• _Material provided_:
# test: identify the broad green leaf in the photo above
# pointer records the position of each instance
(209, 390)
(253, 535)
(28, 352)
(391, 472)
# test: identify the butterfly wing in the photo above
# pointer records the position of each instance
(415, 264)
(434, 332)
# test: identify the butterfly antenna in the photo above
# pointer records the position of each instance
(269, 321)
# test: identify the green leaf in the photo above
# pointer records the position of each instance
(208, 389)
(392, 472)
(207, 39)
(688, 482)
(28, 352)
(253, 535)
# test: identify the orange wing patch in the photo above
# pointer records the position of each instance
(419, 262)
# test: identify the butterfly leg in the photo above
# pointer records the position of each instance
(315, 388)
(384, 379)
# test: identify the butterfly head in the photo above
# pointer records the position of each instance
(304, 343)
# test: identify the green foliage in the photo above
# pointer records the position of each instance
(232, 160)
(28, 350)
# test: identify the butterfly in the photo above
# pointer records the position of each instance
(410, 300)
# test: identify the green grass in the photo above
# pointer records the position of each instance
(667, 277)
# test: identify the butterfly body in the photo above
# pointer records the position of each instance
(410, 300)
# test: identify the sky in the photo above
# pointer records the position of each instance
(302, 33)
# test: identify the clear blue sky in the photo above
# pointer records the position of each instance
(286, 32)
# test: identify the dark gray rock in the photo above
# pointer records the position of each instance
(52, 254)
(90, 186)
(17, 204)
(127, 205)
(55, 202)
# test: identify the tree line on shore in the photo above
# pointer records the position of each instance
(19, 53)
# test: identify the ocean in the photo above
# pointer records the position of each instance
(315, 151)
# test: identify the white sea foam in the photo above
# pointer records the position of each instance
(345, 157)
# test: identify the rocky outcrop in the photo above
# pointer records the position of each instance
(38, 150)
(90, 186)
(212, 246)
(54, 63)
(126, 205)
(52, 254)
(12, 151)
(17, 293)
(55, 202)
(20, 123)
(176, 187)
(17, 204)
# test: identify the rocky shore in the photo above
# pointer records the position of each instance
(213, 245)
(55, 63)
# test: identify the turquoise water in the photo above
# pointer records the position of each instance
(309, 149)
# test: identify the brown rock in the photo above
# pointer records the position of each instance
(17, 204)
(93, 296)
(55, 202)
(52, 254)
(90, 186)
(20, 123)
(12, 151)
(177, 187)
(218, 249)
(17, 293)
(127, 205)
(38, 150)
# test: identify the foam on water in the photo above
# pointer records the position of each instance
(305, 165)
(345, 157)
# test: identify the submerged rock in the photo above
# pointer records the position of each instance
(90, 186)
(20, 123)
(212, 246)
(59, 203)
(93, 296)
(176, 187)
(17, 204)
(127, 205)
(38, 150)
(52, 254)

---

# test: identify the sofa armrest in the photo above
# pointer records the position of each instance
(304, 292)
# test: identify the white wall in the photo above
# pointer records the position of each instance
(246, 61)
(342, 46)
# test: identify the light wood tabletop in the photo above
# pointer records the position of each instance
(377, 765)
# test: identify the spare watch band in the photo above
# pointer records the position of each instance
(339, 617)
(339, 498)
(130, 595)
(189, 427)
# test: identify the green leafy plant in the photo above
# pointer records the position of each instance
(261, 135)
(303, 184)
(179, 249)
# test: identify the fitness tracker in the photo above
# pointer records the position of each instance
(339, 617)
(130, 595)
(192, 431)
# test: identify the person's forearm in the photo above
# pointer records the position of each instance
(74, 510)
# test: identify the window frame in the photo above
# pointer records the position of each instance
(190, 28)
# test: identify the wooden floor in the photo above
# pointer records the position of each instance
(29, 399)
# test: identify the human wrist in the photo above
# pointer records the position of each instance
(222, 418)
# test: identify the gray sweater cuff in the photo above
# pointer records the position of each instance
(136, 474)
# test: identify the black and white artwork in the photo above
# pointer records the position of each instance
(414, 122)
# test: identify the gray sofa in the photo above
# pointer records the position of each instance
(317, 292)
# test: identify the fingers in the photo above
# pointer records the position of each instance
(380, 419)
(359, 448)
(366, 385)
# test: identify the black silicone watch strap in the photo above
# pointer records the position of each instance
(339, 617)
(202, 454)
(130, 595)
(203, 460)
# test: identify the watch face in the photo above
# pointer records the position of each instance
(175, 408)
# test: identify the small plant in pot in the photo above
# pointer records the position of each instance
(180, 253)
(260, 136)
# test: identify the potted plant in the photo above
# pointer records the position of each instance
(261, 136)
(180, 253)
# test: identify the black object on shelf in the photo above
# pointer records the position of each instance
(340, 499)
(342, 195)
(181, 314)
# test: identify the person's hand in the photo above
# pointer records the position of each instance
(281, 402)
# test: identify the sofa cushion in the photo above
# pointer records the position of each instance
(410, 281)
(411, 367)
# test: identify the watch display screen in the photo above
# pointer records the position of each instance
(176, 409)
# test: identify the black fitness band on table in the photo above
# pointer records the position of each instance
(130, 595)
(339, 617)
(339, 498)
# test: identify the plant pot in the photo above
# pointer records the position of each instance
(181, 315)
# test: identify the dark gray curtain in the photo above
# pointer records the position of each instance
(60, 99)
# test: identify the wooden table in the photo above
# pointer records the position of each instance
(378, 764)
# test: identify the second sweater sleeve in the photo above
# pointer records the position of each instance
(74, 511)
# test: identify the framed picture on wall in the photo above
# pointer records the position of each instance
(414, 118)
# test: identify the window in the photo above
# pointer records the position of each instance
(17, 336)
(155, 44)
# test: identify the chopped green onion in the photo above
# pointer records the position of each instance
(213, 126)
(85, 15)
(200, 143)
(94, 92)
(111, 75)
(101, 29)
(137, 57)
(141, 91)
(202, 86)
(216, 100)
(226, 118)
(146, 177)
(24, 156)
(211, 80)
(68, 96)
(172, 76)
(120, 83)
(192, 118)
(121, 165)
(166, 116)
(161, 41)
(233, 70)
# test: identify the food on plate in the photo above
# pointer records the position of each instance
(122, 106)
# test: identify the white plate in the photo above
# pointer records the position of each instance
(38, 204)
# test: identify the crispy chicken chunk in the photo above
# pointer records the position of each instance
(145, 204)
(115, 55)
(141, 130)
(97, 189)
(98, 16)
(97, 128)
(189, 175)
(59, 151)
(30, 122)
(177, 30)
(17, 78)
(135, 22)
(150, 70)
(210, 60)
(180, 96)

• _Written problem_:
Please work out how many lines of the records contain the string "shore", and give only that number.

• _Written reply_:
2